__Work item__: The data below is to be written out exactly, with no pictures.

__Provided material__:
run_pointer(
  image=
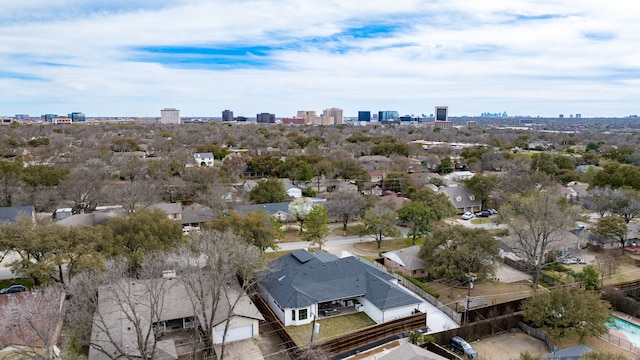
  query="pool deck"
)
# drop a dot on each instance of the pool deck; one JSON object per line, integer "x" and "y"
{"x": 623, "y": 342}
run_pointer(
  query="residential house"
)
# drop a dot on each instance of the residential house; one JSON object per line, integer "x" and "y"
{"x": 459, "y": 176}
{"x": 38, "y": 319}
{"x": 293, "y": 191}
{"x": 408, "y": 351}
{"x": 406, "y": 261}
{"x": 462, "y": 198}
{"x": 204, "y": 159}
{"x": 196, "y": 215}
{"x": 12, "y": 213}
{"x": 278, "y": 210}
{"x": 301, "y": 286}
{"x": 175, "y": 317}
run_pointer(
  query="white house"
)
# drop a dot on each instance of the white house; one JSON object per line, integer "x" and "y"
{"x": 113, "y": 324}
{"x": 301, "y": 285}
{"x": 203, "y": 159}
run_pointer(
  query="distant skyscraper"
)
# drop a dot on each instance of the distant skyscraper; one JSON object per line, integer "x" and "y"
{"x": 336, "y": 114}
{"x": 77, "y": 117}
{"x": 170, "y": 116}
{"x": 227, "y": 115}
{"x": 266, "y": 118}
{"x": 442, "y": 113}
{"x": 388, "y": 115}
{"x": 364, "y": 116}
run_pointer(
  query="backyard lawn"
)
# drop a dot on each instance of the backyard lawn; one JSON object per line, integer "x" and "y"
{"x": 330, "y": 328}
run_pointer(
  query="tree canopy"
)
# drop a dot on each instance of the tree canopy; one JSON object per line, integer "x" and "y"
{"x": 452, "y": 253}
{"x": 568, "y": 309}
{"x": 268, "y": 191}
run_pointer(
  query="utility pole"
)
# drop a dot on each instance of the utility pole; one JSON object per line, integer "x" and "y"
{"x": 466, "y": 308}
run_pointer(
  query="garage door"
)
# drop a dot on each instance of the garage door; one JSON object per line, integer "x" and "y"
{"x": 234, "y": 334}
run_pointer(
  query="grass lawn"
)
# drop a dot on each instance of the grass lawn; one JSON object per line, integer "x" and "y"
{"x": 330, "y": 328}
{"x": 387, "y": 245}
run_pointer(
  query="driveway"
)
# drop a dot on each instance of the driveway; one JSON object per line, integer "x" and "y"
{"x": 508, "y": 346}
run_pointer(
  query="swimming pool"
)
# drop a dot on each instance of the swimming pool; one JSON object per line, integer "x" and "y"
{"x": 632, "y": 331}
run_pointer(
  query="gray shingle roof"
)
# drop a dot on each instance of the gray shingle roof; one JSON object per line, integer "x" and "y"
{"x": 301, "y": 279}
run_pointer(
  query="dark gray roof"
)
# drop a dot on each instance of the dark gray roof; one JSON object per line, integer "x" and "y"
{"x": 574, "y": 353}
{"x": 197, "y": 214}
{"x": 12, "y": 213}
{"x": 272, "y": 208}
{"x": 462, "y": 196}
{"x": 300, "y": 279}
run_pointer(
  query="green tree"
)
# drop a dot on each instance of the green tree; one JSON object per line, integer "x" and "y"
{"x": 439, "y": 203}
{"x": 416, "y": 216}
{"x": 536, "y": 219}
{"x": 268, "y": 191}
{"x": 142, "y": 232}
{"x": 452, "y": 253}
{"x": 612, "y": 226}
{"x": 315, "y": 226}
{"x": 380, "y": 221}
{"x": 482, "y": 186}
{"x": 446, "y": 165}
{"x": 567, "y": 309}
{"x": 345, "y": 205}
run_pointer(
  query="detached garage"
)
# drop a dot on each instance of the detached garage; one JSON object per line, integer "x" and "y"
{"x": 244, "y": 323}
{"x": 235, "y": 334}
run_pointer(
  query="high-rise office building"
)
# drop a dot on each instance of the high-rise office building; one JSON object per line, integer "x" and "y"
{"x": 227, "y": 115}
{"x": 388, "y": 115}
{"x": 77, "y": 117}
{"x": 442, "y": 113}
{"x": 335, "y": 113}
{"x": 170, "y": 116}
{"x": 364, "y": 116}
{"x": 266, "y": 118}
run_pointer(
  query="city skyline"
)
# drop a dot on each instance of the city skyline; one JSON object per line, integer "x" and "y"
{"x": 134, "y": 58}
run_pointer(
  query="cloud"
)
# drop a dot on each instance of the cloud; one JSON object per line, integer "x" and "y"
{"x": 107, "y": 57}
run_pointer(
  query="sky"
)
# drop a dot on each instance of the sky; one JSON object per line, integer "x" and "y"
{"x": 135, "y": 57}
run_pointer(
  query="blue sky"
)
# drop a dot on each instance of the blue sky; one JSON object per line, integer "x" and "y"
{"x": 134, "y": 57}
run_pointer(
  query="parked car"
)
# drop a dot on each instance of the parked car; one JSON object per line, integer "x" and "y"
{"x": 467, "y": 216}
{"x": 13, "y": 289}
{"x": 483, "y": 213}
{"x": 460, "y": 346}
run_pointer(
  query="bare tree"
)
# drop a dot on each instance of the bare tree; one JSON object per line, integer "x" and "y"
{"x": 105, "y": 303}
{"x": 536, "y": 218}
{"x": 136, "y": 194}
{"x": 31, "y": 322}
{"x": 209, "y": 264}
{"x": 84, "y": 184}
{"x": 345, "y": 205}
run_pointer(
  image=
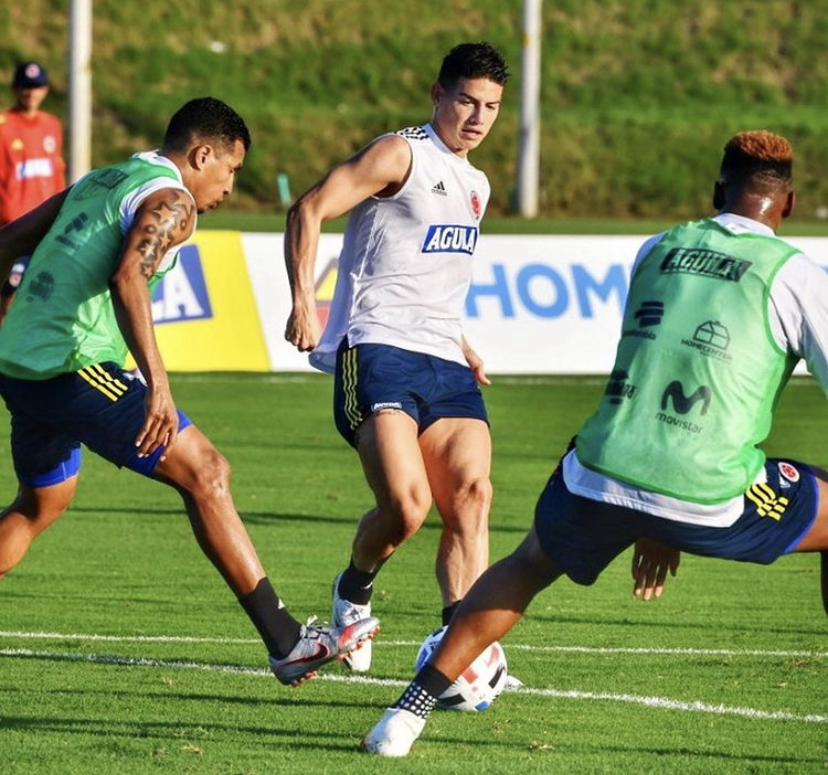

__Your solution__:
run_pointer(
  image=
  query="pool deck"
)
# drop a dot on each instance of the pool deck; one JSON object per line, integer "x" and "y"
{"x": 623, "y": 342}
run_pointer(
  query="residential house"
)
# drop a dot on each instance of the residential house; one JSON object per line, integer "x" and "y"
{"x": 459, "y": 176}
{"x": 38, "y": 319}
{"x": 293, "y": 191}
{"x": 408, "y": 351}
{"x": 406, "y": 261}
{"x": 462, "y": 198}
{"x": 204, "y": 159}
{"x": 196, "y": 215}
{"x": 12, "y": 213}
{"x": 278, "y": 210}
{"x": 301, "y": 286}
{"x": 175, "y": 317}
run_pointer(
  query="white house"
)
# drop a dot on each instance of the white house; one JSON object per line, integer "x" and "y"
{"x": 113, "y": 324}
{"x": 301, "y": 285}
{"x": 203, "y": 159}
run_pointer(
  query="distant skyscraper"
)
# drop a dot on each instance of the distant skyscraper; one JSON object per line, integer "x" and "y"
{"x": 336, "y": 114}
{"x": 77, "y": 117}
{"x": 170, "y": 116}
{"x": 227, "y": 115}
{"x": 266, "y": 118}
{"x": 442, "y": 113}
{"x": 388, "y": 115}
{"x": 364, "y": 116}
run_pointer(
  query="backyard lawn"
)
# drop a dot on each instance of the backyard lawn; one JSON object per line, integer "x" and "y"
{"x": 330, "y": 328}
run_pointer(
  query="tree canopy"
)
# drop a dot on each instance of the tree canopy; one JSON object per line, integer "x" and "y"
{"x": 452, "y": 253}
{"x": 568, "y": 309}
{"x": 268, "y": 191}
run_pointer(
  query="utility pole"
)
# drop a dot on each instance of the utility pole; one JSON object per line, integer "x" and "y"
{"x": 466, "y": 308}
run_pointer(
  query="garage door"
)
# drop a dot on each instance of the garage door; one JSON object per line, integer "x" and "y"
{"x": 234, "y": 334}
run_pointer(
  query="grass lawn"
)
# drop a dot on each instance of the grass lawn; one JSON object per line, integer "x" and "y"
{"x": 330, "y": 328}
{"x": 387, "y": 245}
run_pointer(
  query="driveway"
)
# drop a dot on each instance of the driveway; one JSON object per line, integer "x" and "y"
{"x": 508, "y": 346}
run_pointer(
  query="swimming pool"
)
# drop a dot on each instance of the swimming pool; one JSON object per line, integer "x" and "y"
{"x": 632, "y": 331}
run_pointer(
  query="gray shingle roof"
)
# drop a dot on each instance of the gray shingle roof; one JSON object per line, integer "x" and "y"
{"x": 301, "y": 279}
run_pointer(
  query="dark gray roof"
)
# drop a dot on each instance of the dark gray roof; one JSON object per line, integer "x" and "y"
{"x": 574, "y": 353}
{"x": 197, "y": 214}
{"x": 12, "y": 213}
{"x": 272, "y": 208}
{"x": 462, "y": 196}
{"x": 300, "y": 279}
run_pointer(
  query="green tree"
)
# drop a dot on each instance of the green tree; one JSON object per line, integer "x" and "y"
{"x": 439, "y": 203}
{"x": 416, "y": 216}
{"x": 536, "y": 219}
{"x": 268, "y": 191}
{"x": 142, "y": 232}
{"x": 452, "y": 253}
{"x": 612, "y": 226}
{"x": 315, "y": 226}
{"x": 380, "y": 221}
{"x": 482, "y": 186}
{"x": 446, "y": 165}
{"x": 567, "y": 309}
{"x": 345, "y": 205}
run_pointer(
  query="detached garage"
)
# drop a dot on each instance of the detached garage; one JSON object per line, integer "x" and "y"
{"x": 244, "y": 323}
{"x": 235, "y": 334}
run_pointer(
  query="high-rise office building"
)
# drop a dot on each instance of the high-rise office building; one JSON object per line, integer "x" and "y"
{"x": 227, "y": 115}
{"x": 388, "y": 115}
{"x": 77, "y": 117}
{"x": 442, "y": 113}
{"x": 335, "y": 113}
{"x": 170, "y": 116}
{"x": 364, "y": 116}
{"x": 266, "y": 118}
run_pointer(
  query="city skyline"
)
# drop a dot on each instance of the city skyline; one JSON object per line, integer "x" and "y"
{"x": 134, "y": 58}
run_pointer(
  query="cloud"
)
# drop a dot on each instance of the cloud; one JSON object per line, integer "x" and "y"
{"x": 107, "y": 57}
run_pointer(
  query="sky"
)
# drop a dot on each instance of the sky; one JSON object per line, integer "x" and "y"
{"x": 135, "y": 57}
run_pointer(
  query="blue sky"
)
# drop a dot on each instance of the blue sky; one JSON object per line, integer "x" and "y"
{"x": 134, "y": 57}
run_pointer(
  query="parked car"
)
# drop a dot on each instance of the parked car; one JSON object per line, integer "x" and "y"
{"x": 467, "y": 216}
{"x": 13, "y": 289}
{"x": 483, "y": 213}
{"x": 460, "y": 346}
run_pointer(
  query="bare tree"
)
# drop a dot on each instance of the bare tree; one JSON object per line, integer "x" and "y"
{"x": 105, "y": 303}
{"x": 536, "y": 218}
{"x": 136, "y": 194}
{"x": 31, "y": 322}
{"x": 209, "y": 264}
{"x": 84, "y": 184}
{"x": 345, "y": 205}
run_pointer(
  image=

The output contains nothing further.